[Dataset excerpt]
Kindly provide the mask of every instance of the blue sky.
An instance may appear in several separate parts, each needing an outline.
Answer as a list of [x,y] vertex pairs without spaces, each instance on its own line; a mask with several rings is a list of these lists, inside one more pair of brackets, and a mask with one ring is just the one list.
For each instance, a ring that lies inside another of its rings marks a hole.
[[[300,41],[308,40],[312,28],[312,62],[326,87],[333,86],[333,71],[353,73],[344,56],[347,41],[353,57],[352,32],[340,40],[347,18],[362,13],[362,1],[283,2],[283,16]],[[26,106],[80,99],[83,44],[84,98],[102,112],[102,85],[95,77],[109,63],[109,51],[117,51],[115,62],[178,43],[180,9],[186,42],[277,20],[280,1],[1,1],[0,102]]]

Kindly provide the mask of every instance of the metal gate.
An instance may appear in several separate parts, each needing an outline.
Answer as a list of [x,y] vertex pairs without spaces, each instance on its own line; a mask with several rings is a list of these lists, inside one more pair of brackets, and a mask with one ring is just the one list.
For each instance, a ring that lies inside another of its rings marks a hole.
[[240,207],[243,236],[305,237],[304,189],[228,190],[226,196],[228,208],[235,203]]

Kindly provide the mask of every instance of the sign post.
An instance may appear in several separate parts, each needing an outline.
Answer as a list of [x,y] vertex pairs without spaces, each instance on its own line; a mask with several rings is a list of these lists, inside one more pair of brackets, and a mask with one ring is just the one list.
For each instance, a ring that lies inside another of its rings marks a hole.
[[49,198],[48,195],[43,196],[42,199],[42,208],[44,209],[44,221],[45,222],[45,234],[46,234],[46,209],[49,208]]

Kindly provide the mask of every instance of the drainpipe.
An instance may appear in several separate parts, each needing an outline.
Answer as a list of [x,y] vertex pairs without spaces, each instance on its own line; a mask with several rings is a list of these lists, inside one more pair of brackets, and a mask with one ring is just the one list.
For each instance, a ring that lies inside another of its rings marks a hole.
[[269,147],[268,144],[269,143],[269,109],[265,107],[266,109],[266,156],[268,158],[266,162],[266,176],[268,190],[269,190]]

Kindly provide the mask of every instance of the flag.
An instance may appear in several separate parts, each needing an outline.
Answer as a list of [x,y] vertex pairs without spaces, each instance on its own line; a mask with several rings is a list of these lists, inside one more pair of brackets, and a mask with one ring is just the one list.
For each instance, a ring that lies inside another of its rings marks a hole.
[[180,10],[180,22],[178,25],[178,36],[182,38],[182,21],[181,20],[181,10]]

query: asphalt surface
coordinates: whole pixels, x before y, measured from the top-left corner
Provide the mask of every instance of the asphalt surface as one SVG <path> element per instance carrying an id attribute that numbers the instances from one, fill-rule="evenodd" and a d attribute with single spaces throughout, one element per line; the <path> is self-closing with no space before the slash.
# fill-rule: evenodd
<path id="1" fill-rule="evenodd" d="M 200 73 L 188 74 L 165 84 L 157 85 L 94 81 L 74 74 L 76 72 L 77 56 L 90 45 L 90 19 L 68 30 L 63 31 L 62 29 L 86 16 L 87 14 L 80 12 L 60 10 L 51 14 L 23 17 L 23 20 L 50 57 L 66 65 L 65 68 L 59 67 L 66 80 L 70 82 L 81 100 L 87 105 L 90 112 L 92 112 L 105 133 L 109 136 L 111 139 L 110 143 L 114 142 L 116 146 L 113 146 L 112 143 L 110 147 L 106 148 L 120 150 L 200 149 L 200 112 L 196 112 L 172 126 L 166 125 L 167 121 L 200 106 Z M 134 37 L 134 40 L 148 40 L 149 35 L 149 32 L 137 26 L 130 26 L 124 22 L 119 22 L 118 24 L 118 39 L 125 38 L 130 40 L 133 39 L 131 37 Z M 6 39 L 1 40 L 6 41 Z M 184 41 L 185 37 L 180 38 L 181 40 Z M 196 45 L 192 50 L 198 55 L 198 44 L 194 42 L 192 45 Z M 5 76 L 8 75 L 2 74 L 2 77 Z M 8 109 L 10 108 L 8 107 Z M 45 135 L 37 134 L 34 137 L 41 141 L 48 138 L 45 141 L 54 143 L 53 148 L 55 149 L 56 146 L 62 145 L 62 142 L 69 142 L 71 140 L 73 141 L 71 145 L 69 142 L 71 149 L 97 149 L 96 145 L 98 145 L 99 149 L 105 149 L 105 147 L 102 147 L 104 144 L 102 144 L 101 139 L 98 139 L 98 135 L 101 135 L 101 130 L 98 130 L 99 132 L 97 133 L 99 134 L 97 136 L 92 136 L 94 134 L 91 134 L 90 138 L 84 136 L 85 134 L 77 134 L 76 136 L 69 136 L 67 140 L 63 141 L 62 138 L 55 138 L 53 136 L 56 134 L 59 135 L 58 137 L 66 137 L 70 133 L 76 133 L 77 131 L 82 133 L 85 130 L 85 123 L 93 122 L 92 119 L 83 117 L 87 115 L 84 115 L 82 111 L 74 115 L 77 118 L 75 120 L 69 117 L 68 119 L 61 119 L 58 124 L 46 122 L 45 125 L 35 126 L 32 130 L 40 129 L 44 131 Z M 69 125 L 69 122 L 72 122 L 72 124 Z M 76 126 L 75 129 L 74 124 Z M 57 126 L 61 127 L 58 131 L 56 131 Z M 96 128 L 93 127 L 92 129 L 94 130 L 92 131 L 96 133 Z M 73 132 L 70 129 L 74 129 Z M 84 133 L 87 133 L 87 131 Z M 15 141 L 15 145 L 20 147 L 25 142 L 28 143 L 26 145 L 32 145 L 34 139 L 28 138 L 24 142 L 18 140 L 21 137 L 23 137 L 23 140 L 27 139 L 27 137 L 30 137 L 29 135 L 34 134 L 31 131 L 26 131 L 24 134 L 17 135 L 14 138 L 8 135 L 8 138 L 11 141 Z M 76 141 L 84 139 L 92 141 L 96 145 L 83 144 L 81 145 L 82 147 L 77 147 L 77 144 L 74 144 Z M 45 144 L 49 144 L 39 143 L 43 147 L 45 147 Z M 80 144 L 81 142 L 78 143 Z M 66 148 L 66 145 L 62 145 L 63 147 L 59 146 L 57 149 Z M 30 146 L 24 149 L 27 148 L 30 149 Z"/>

WORK REQUIRED: Output every line of the listing above as a numbered list, omitting the blank lines.

ANSWER TO THIS TASK:
1. Kindly provide the mask of every instance of the blue sky.
2. An instance may appear in several separate parts, each needing an outline.
3. Answer as a list of [x,y] vertex pairs without spaces, each instance on its own line; a mask with several rings is a list of these lists, inside one more pair of brackets, and a mask with one ring is just the one list.
4. For each instance, a ring that lies inside another of its rings marks a hole.
5. [[[300,41],[308,40],[312,28],[312,62],[326,87],[333,86],[333,71],[353,73],[344,56],[347,41],[353,57],[352,32],[340,40],[347,18],[362,13],[362,1],[283,2],[283,16]],[[26,106],[80,99],[83,44],[84,98],[102,112],[102,85],[95,77],[109,63],[109,51],[117,51],[115,62],[178,43],[180,9],[186,42],[277,20],[280,1],[1,1],[0,102]]]
6. Kindly provide the mask of every instance of the metal gate.
7. An instance may appear in several separate parts, each needing an outline.
8. Answer as a list of [x,y] vertex pairs without spaces, each instance on its own line; a mask with several rings is a list of these lists, inside one more pair of brackets, and a mask with one ring is just the one list.
9. For each instance, a ring that lies inside another of its rings marks a hole.
10. [[240,207],[243,236],[305,237],[304,189],[228,190],[226,196],[228,208],[235,203]]
11. Kindly provide the mask of every instance of the sign post.
12. An instance may appear in several separate parts, each needing an outline.
13. Answer as a list of [x,y] vertex pairs without spaces, each instance on its own line; a mask with several rings is a list of these lists, inside one more pair of brackets, and a mask with one ring is just the one list.
14. For each instance, a ring that lies inside another of its rings marks a hole.
15. [[49,198],[48,195],[43,196],[42,199],[42,208],[44,209],[44,221],[45,222],[45,234],[46,234],[46,209],[49,208]]
16. Kindly provide the mask of every instance of the drainpipe.
17. An instance may appear in several separate parts, each needing an outline.
18. Answer as a list of [x,y] vertex pairs without spaces, each instance on its own line; a mask with several rings is a list of these lists, inside one more pair of brackets, and a mask with one ring is just the one list.
19. For each instance, a ring that lies inside another of its rings marks a hole.
20. [[269,147],[268,144],[269,143],[269,109],[265,107],[266,109],[266,156],[268,158],[266,162],[266,176],[268,190],[269,190]]
21. Kindly provide the mask of every instance of the flag.
22. An instance may appear in several separate parts, each needing an outline.
23. Answer as a list of [x,y] vertex pairs without spaces, each instance on its own line; a mask with several rings is a list of these lists, inside one more pair of brackets, and a mask with one ring is just the one list.
24. For each instance, a ring that lies inside another of its rings marks a hole.
25. [[180,10],[180,22],[178,25],[178,36],[182,38],[182,21],[181,20],[181,10]]
26. query: asphalt surface
27. coordinates: whole pixels, x before y, measured from the top-left corner
28. Provide the mask of every instance of the asphalt surface as one SVG <path> element per instance carrying an id attribute that numbers the instances from one, fill-rule="evenodd" and a d attribute with single spaces throughout, one element per line; the <path> is self-closing with no space before the slash.
29. # fill-rule: evenodd
30. <path id="1" fill-rule="evenodd" d="M 200 73 L 188 74 L 165 84 L 157 85 L 94 81 L 74 74 L 76 72 L 77 56 L 90 45 L 90 19 L 68 30 L 63 31 L 62 29 L 86 16 L 87 14 L 80 12 L 60 10 L 51 14 L 23 17 L 23 20 L 50 57 L 66 65 L 65 68 L 59 67 L 66 80 L 70 82 L 81 100 L 87 105 L 90 112 L 92 112 L 105 133 L 109 136 L 111 139 L 110 143 L 114 142 L 116 146 L 113 146 L 112 143 L 110 147 L 106 148 L 120 150 L 200 149 L 200 112 L 196 112 L 172 126 L 166 125 L 167 121 L 200 106 Z M 134 37 L 134 40 L 148 40 L 149 35 L 149 32 L 137 26 L 130 26 L 124 22 L 119 22 L 118 24 L 118 39 L 125 38 L 130 40 L 133 39 L 131 37 Z M 6 39 L 1 40 L 6 41 Z M 184 41 L 185 37 L 180 38 L 181 40 Z M 196 45 L 192 50 L 198 55 L 198 44 L 194 42 L 192 45 Z M 5 76 L 8 75 L 2 74 L 2 77 Z M 8 109 L 10 108 L 8 107 Z M 45 135 L 37 134 L 34 137 L 41 141 L 48 138 L 45 141 L 54 143 L 53 148 L 55 149 L 56 146 L 62 145 L 62 142 L 69 142 L 71 140 L 73 141 L 71 145 L 69 142 L 71 149 L 97 149 L 96 145 L 98 145 L 99 149 L 105 149 L 105 147 L 102 147 L 104 144 L 102 144 L 101 139 L 98 139 L 98 135 L 101 135 L 101 130 L 98 130 L 99 132 L 97 133 L 99 134 L 97 136 L 92 136 L 94 134 L 91 134 L 90 138 L 84 136 L 85 134 L 77 134 L 76 136 L 69 136 L 67 140 L 63 141 L 62 138 L 55 138 L 53 136 L 56 134 L 59 135 L 58 137 L 66 137 L 70 133 L 76 133 L 77 131 L 82 133 L 85 130 L 85 123 L 93 122 L 92 119 L 83 117 L 87 115 L 84 115 L 82 111 L 74 115 L 77 118 L 75 120 L 69 117 L 68 119 L 61 119 L 58 124 L 46 122 L 45 125 L 35 126 L 32 130 L 40 129 L 44 131 Z M 69 125 L 69 122 L 72 122 L 72 124 Z M 76 126 L 75 129 L 74 124 Z M 57 126 L 61 127 L 58 131 L 56 131 Z M 96 128 L 93 127 L 92 129 L 94 130 L 92 131 L 96 133 Z M 73 132 L 70 129 L 74 129 Z M 84 133 L 87 133 L 87 131 Z M 15 141 L 15 145 L 20 147 L 25 142 L 28 143 L 26 145 L 32 145 L 34 139 L 28 138 L 24 142 L 18 140 L 21 137 L 23 137 L 23 140 L 27 139 L 27 137 L 30 137 L 29 135 L 34 134 L 31 131 L 26 131 L 24 134 L 17 135 L 14 138 L 8 135 L 8 138 L 11 141 Z M 76 141 L 84 139 L 92 141 L 96 145 L 83 144 L 81 145 L 82 147 L 77 147 L 77 144 L 74 144 Z M 45 144 L 49 144 L 39 143 L 43 147 L 45 147 Z M 80 144 L 81 142 L 78 143 Z M 66 148 L 66 145 L 62 145 L 63 147 L 59 146 L 57 149 Z M 30 146 L 24 149 L 27 148 L 30 149 Z"/>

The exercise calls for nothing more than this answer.